-- What is expected --
Update the records below, replacing "Reviewer note" with "QA note" throughout and leaving everything else unchanged. Leave the pictures out of your version.

-- Dataset --

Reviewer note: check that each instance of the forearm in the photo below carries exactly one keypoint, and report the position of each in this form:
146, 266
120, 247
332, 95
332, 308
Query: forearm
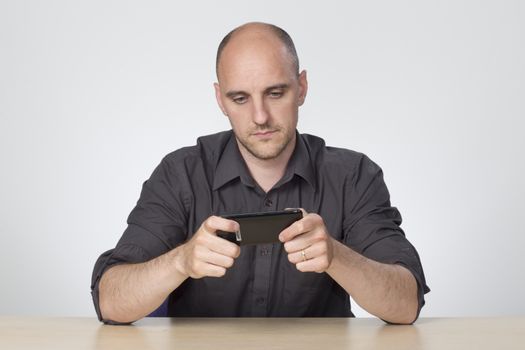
131, 291
386, 291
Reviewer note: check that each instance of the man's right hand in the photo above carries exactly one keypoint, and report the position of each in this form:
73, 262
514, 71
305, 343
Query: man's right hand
205, 254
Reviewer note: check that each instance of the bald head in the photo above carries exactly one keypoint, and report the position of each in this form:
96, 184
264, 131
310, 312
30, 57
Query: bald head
251, 33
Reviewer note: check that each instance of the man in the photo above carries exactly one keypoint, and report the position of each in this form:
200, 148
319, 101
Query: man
348, 243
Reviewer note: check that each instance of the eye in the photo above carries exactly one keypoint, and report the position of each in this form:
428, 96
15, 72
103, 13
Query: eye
239, 99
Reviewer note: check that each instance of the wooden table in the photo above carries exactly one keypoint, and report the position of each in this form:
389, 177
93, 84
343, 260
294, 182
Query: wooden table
259, 333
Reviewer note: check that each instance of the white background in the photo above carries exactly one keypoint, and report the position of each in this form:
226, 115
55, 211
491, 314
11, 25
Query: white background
93, 94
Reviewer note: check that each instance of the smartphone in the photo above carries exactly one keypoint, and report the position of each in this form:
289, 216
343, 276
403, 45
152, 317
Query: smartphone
260, 228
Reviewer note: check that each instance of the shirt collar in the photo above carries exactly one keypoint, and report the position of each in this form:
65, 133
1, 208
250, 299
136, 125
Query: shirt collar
231, 165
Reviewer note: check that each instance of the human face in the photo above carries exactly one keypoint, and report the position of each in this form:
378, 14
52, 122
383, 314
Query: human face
260, 93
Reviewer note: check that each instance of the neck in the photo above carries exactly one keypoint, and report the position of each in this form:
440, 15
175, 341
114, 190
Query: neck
267, 172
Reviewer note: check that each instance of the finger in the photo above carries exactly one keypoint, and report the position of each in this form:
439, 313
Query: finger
312, 265
212, 270
299, 243
310, 253
218, 259
224, 247
297, 228
216, 223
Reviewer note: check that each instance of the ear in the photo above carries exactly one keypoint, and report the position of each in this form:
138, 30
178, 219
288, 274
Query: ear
303, 87
218, 96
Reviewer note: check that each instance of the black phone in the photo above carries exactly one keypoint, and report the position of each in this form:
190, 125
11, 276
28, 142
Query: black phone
260, 228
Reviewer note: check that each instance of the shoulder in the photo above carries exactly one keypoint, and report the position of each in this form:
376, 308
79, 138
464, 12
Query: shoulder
206, 151
329, 158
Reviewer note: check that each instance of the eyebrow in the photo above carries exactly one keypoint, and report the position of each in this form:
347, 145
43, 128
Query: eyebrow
233, 93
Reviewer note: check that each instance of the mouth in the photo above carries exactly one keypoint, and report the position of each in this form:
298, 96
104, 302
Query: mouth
266, 133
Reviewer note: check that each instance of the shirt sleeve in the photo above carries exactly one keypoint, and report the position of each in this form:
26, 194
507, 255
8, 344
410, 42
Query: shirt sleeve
155, 226
372, 225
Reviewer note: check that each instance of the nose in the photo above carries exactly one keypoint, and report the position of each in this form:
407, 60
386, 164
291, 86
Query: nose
260, 113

-- Task response --
QA note: check that each instance of the forearm in the photo below carries exactly one keypoint, and report the position of each in this form:
146, 266
120, 247
332, 95
332, 308
Query: forearm
131, 291
386, 291
QA note: check that each instance of the man's right hand in the photo above carries exactly one keypoint, and report the position of each in this form:
73, 262
514, 71
305, 343
Query: man's right hand
205, 254
QA note: check that each instance of the bald head in the photo above carries exactly one keypoint, and report the position of each in this form:
96, 184
264, 131
310, 312
30, 57
Query: bald head
251, 33
QA note: check that each instance of the man in the photo above carries exactly one keypoint, and report the position of each in this form:
200, 148
319, 101
Query: man
348, 243
QA note: check that each instance of the eye in the photo above carries exactly one keypoint, and report the position of each in this form:
428, 96
15, 72
103, 13
Query: eye
239, 99
QA note: check that each instance of the wooden table in the photo above carries exactly one keypoint, and report the position of each in this form:
389, 177
93, 84
343, 260
294, 182
Query: wooden table
259, 333
QA note: check that each instance of the white background in the photo above carries exactly one keypoint, and report the position of each in this form:
226, 115
55, 211
491, 314
11, 25
Query: white background
93, 94
QA note: check that each instance of the smartphone in the photo above carries exactly one keypoint, and report the position of each in this form:
289, 216
343, 276
403, 45
152, 317
Query: smartphone
260, 228
QA note: check that each instance of the shirt collar in the photo above carries exactly one keypoint, and report the position of each in this form:
65, 133
1, 208
250, 299
136, 125
Query: shirt collar
231, 165
QA note: check that each instance of the human face in the photo above carries exactly one keypoint, and report the position of each in this form:
378, 14
52, 122
383, 314
Query: human face
260, 93
QA note: check that each instance of the neck in the photo above carries exactly one keypoint, and report the position of each in this form:
440, 15
175, 341
114, 190
Query: neck
267, 172
QA note: check that each instance of the finger in the photo above carries exactly one keypoint, and report the position of each in this form:
439, 313
Query: finger
312, 265
212, 270
299, 243
310, 253
218, 259
224, 247
297, 228
216, 223
QA note: check that each instance of the ear in the photo above carries exactly one keypoint, and report the position of each in this form:
138, 30
178, 219
288, 274
Query: ear
303, 87
218, 96
QA note: check that each instance of the black phone in the photo above carries exactly one keypoint, and report the position of each in this form:
190, 125
11, 276
28, 142
Query: black phone
260, 228
QA note: check that each instance of the shoulder in the photo above carries exactly one keypoint, and report the position of each in this form:
376, 308
79, 138
464, 12
Query: shoulder
206, 151
329, 158
QA note: check that each instance of the eyebrow in the photo above carries exactly one keypoint, and report the position of each in this form:
347, 145
43, 128
Query: eyebrow
233, 93
QA note: check that each instance of the mouth in the photo above carries exactly one keypoint, and report the position of each in this form:
298, 96
104, 302
Query: mouth
266, 133
QA note: check that each instance of the shirt sleeve in the photo above carries exactly one keypoint, and report the position of each in this form:
26, 194
507, 255
8, 344
410, 42
Query: shirt sleeve
155, 226
372, 225
QA note: check that each instance of the nose in the photo above carries exactly one keypoint, and report the position of each in this form:
407, 60
386, 164
291, 86
Query: nose
260, 113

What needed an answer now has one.